A block of data
=-=-=-=-=

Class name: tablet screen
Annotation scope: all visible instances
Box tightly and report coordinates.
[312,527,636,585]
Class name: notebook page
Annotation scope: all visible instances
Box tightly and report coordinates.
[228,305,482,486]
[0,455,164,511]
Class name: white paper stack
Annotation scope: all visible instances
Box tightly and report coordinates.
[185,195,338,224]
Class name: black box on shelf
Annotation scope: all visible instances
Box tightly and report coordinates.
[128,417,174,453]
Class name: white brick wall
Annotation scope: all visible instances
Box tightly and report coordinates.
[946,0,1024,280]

=-=-=-=-=

» **AIM OF THE TASK**
Change every "Annotation scope" in the records above to "Labeling scope" and leave all other text as it is.

» **FULL SOLUTION**
Class name: tablet screen
Labeling scope: all visible instances
Box tightly and report coordinates.
[312,527,636,585]
Class name: notebook page
Labeling scope: all visible instances
Box tightly and report coordinates.
[228,305,482,486]
[0,455,164,511]
Class name: white paper stack
Labeling scope: all visible instances
Box tightly and report coordinates.
[185,195,338,224]
Class name: black box on shelf
Labeling scope: all visible instances
Box tightly and report coordinates.
[128,417,174,453]
Class name: white brick wall
Labeling scope: all visible instances
Box tightly and report coordinates.
[946,0,1024,280]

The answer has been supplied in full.